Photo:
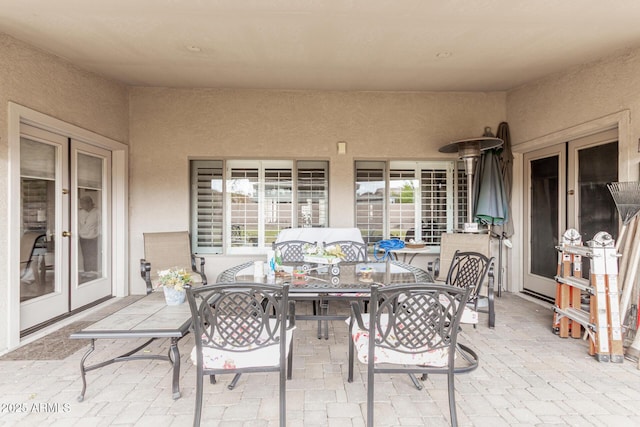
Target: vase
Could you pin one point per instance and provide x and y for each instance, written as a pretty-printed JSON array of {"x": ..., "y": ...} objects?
[{"x": 173, "y": 296}]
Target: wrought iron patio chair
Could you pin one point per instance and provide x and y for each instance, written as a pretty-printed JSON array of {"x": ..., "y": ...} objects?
[
  {"x": 470, "y": 270},
  {"x": 166, "y": 250},
  {"x": 415, "y": 329},
  {"x": 241, "y": 328}
]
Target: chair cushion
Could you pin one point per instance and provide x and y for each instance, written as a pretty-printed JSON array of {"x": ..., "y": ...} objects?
[
  {"x": 360, "y": 337},
  {"x": 215, "y": 358}
]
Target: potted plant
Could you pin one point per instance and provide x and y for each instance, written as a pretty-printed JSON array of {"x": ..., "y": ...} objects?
[{"x": 172, "y": 282}]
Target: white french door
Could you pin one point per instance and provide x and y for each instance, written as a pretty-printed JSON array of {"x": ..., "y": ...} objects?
[
  {"x": 90, "y": 230},
  {"x": 59, "y": 269},
  {"x": 565, "y": 187}
]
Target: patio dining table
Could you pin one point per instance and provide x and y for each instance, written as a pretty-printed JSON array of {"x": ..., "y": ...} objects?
[{"x": 351, "y": 283}]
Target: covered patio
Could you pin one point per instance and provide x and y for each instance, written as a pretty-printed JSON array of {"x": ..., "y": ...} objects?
[{"x": 527, "y": 376}]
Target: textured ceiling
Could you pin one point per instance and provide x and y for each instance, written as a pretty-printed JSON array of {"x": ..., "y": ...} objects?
[{"x": 400, "y": 45}]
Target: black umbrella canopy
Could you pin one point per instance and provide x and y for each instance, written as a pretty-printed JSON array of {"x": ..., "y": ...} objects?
[
  {"x": 491, "y": 206},
  {"x": 506, "y": 168}
]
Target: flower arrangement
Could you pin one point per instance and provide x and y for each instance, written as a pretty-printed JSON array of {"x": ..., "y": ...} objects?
[
  {"x": 174, "y": 278},
  {"x": 324, "y": 251}
]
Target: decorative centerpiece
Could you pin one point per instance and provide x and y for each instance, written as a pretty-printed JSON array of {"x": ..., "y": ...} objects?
[
  {"x": 366, "y": 274},
  {"x": 172, "y": 282},
  {"x": 323, "y": 254}
]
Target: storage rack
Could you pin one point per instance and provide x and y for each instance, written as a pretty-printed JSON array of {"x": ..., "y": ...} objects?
[{"x": 602, "y": 322}]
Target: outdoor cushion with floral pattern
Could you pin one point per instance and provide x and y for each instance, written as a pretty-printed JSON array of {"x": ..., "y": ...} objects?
[
  {"x": 216, "y": 358},
  {"x": 435, "y": 357}
]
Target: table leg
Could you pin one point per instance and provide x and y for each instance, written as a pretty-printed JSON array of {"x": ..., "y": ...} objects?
[
  {"x": 174, "y": 357},
  {"x": 83, "y": 371}
]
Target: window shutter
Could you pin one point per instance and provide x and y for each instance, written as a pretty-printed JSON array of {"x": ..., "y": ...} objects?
[
  {"x": 207, "y": 206},
  {"x": 370, "y": 200},
  {"x": 313, "y": 194}
]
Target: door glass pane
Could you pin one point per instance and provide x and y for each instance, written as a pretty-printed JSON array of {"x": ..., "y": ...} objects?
[
  {"x": 90, "y": 190},
  {"x": 597, "y": 166},
  {"x": 544, "y": 216},
  {"x": 37, "y": 194}
]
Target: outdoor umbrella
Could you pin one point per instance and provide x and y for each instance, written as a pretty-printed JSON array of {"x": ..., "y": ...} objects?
[
  {"x": 491, "y": 206},
  {"x": 506, "y": 166}
]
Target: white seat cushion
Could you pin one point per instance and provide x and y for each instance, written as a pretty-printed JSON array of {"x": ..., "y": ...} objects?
[{"x": 214, "y": 358}]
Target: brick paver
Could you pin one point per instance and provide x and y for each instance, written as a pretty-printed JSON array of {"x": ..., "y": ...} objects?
[{"x": 527, "y": 376}]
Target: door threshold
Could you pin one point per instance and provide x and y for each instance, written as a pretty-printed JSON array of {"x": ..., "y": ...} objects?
[
  {"x": 59, "y": 321},
  {"x": 537, "y": 297}
]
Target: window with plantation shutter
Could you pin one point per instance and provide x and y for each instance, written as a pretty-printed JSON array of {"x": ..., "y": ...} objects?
[
  {"x": 461, "y": 195},
  {"x": 436, "y": 191},
  {"x": 207, "y": 206},
  {"x": 421, "y": 204},
  {"x": 240, "y": 206},
  {"x": 313, "y": 194},
  {"x": 370, "y": 200}
]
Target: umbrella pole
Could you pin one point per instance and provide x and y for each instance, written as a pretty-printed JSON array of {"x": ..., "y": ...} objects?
[{"x": 469, "y": 197}]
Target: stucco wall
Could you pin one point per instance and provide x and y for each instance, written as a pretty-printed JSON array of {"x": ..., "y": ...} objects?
[
  {"x": 170, "y": 126},
  {"x": 52, "y": 86},
  {"x": 561, "y": 107},
  {"x": 578, "y": 96}
]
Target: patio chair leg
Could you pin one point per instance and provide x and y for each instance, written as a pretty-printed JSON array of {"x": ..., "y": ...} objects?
[
  {"x": 415, "y": 381},
  {"x": 234, "y": 381}
]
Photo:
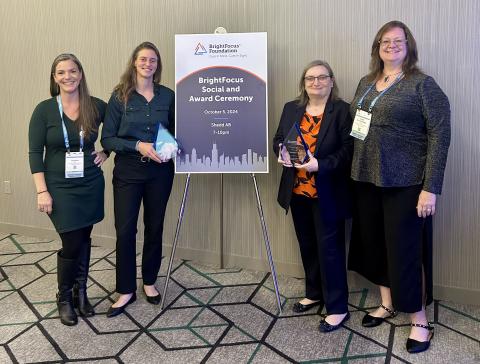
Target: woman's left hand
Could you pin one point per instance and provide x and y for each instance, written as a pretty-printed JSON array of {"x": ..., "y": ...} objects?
[
  {"x": 310, "y": 166},
  {"x": 426, "y": 204},
  {"x": 100, "y": 157}
]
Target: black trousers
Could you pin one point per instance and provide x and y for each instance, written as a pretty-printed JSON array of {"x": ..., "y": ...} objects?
[
  {"x": 74, "y": 241},
  {"x": 390, "y": 244},
  {"x": 135, "y": 181},
  {"x": 322, "y": 247}
]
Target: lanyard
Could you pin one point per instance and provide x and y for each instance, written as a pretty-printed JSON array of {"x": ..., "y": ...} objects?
[
  {"x": 374, "y": 101},
  {"x": 64, "y": 128}
]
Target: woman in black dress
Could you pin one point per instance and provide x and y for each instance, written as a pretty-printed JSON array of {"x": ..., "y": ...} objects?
[
  {"x": 68, "y": 180},
  {"x": 139, "y": 104}
]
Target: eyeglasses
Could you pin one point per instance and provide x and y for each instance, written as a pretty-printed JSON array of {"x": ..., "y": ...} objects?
[
  {"x": 397, "y": 42},
  {"x": 321, "y": 78}
]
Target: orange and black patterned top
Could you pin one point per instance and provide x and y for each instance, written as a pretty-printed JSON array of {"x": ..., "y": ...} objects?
[{"x": 305, "y": 181}]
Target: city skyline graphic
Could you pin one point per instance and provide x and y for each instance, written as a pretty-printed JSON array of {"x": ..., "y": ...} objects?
[{"x": 218, "y": 162}]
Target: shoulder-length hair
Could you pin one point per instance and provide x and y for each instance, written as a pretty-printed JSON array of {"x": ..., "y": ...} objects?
[
  {"x": 128, "y": 80},
  {"x": 87, "y": 112},
  {"x": 409, "y": 65},
  {"x": 302, "y": 98}
]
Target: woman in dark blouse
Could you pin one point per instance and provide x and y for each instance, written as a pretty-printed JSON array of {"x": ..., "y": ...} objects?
[
  {"x": 398, "y": 165},
  {"x": 137, "y": 107},
  {"x": 317, "y": 191},
  {"x": 65, "y": 128}
]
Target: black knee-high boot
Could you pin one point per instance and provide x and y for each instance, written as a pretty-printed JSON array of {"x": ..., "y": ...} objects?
[
  {"x": 80, "y": 298},
  {"x": 66, "y": 272}
]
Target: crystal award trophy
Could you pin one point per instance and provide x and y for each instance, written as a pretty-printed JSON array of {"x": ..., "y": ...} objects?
[
  {"x": 296, "y": 146},
  {"x": 165, "y": 145}
]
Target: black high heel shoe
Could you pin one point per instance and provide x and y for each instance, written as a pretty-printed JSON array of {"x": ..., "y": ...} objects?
[
  {"x": 115, "y": 311},
  {"x": 372, "y": 321},
  {"x": 154, "y": 300},
  {"x": 414, "y": 346}
]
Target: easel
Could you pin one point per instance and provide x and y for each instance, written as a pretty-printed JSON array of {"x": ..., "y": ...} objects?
[{"x": 221, "y": 30}]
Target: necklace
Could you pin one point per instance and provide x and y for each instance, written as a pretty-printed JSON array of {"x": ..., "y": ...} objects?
[{"x": 387, "y": 77}]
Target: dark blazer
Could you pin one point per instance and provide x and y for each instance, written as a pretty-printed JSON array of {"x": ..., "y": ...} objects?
[{"x": 333, "y": 151}]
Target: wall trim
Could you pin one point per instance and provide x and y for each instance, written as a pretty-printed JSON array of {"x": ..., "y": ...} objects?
[{"x": 447, "y": 293}]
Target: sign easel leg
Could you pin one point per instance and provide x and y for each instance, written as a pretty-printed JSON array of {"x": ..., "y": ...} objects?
[{"x": 267, "y": 244}]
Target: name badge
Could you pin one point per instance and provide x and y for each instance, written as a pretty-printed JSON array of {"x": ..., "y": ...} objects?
[
  {"x": 74, "y": 165},
  {"x": 361, "y": 124}
]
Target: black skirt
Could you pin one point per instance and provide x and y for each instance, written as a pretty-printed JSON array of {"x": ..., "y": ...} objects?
[{"x": 77, "y": 202}]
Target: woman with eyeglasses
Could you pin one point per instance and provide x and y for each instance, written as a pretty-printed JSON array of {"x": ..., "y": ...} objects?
[
  {"x": 137, "y": 108},
  {"x": 402, "y": 135},
  {"x": 315, "y": 186},
  {"x": 67, "y": 177}
]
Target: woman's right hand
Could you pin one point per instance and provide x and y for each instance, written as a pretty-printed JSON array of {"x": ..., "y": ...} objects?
[
  {"x": 44, "y": 202},
  {"x": 148, "y": 151},
  {"x": 284, "y": 157}
]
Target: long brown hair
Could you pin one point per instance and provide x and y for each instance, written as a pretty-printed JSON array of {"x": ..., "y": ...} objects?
[
  {"x": 302, "y": 98},
  {"x": 409, "y": 65},
  {"x": 87, "y": 111},
  {"x": 128, "y": 80}
]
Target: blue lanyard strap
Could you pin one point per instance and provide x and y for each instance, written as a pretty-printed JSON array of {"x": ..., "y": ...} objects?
[
  {"x": 64, "y": 128},
  {"x": 374, "y": 101}
]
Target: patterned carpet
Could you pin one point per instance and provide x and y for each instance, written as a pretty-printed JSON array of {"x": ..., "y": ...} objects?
[{"x": 211, "y": 316}]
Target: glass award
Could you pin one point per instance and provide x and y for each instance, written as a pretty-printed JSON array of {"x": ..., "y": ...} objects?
[
  {"x": 165, "y": 144},
  {"x": 296, "y": 146}
]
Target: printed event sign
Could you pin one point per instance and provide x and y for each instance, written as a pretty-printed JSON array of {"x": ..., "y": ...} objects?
[{"x": 221, "y": 103}]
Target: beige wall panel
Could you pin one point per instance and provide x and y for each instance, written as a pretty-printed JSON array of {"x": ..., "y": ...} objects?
[{"x": 103, "y": 33}]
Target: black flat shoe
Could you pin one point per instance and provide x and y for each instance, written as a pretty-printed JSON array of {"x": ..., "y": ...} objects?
[
  {"x": 154, "y": 300},
  {"x": 326, "y": 327},
  {"x": 300, "y": 307},
  {"x": 414, "y": 346},
  {"x": 115, "y": 311},
  {"x": 372, "y": 321}
]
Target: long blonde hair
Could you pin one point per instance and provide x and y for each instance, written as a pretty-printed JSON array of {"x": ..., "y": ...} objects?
[
  {"x": 87, "y": 112},
  {"x": 128, "y": 80}
]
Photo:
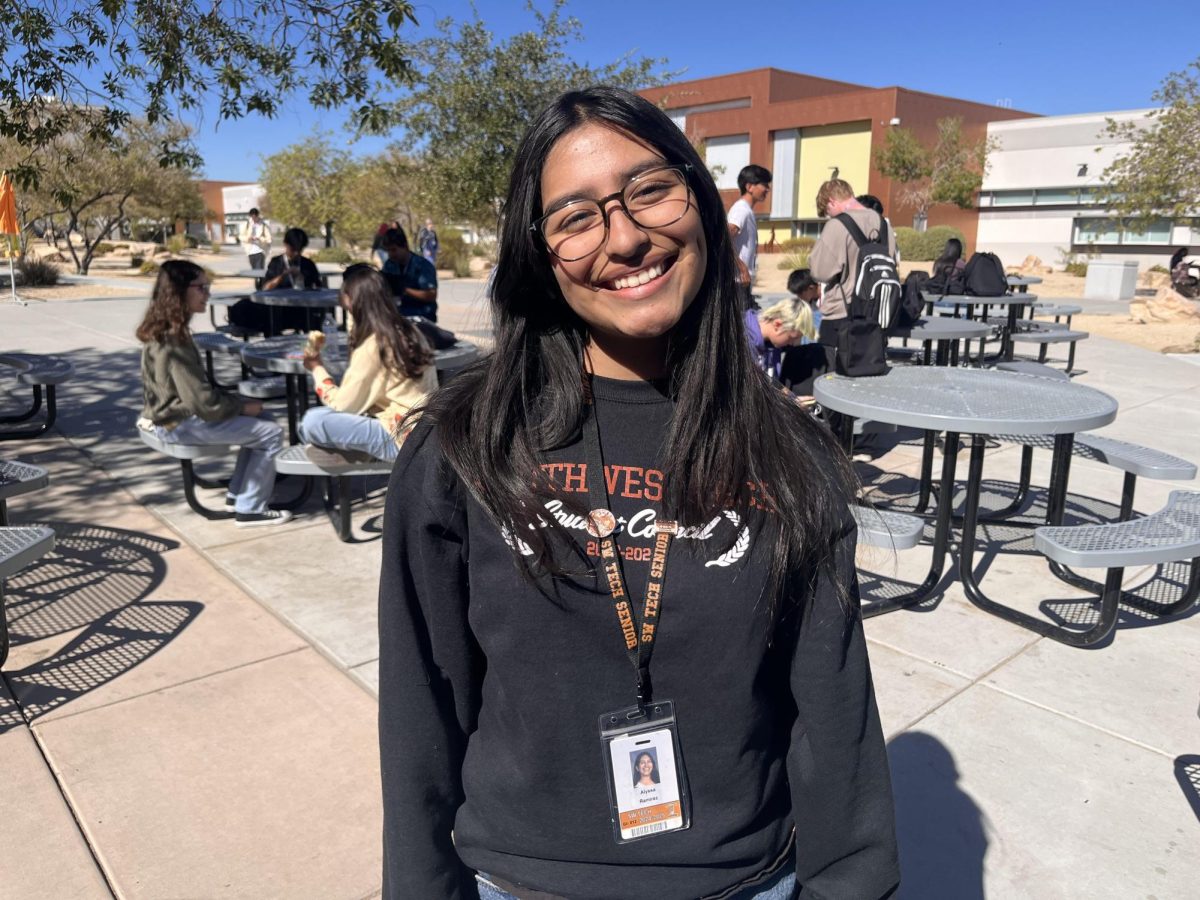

Exercise: Word for word, output the lines from the beginning of the listing through the line holding "Target: chair cushion" and nothing beyond them. Omit the pictures.

Expected answer:
Photo:
Target: vase
Could you pin one point per instance and provide x and y for each instance, written as a pretty-printed JSON array of {"x": ..., "y": ...} objects?
[{"x": 173, "y": 296}]
Target: wrought iron patio chair
Could you pin one point per instance and provide x and y for each instance, written as a pretty-printed JSON array of {"x": ..., "y": ...} objects?
[
  {"x": 470, "y": 270},
  {"x": 166, "y": 250},
  {"x": 415, "y": 329},
  {"x": 241, "y": 328}
]
Target: chair cushion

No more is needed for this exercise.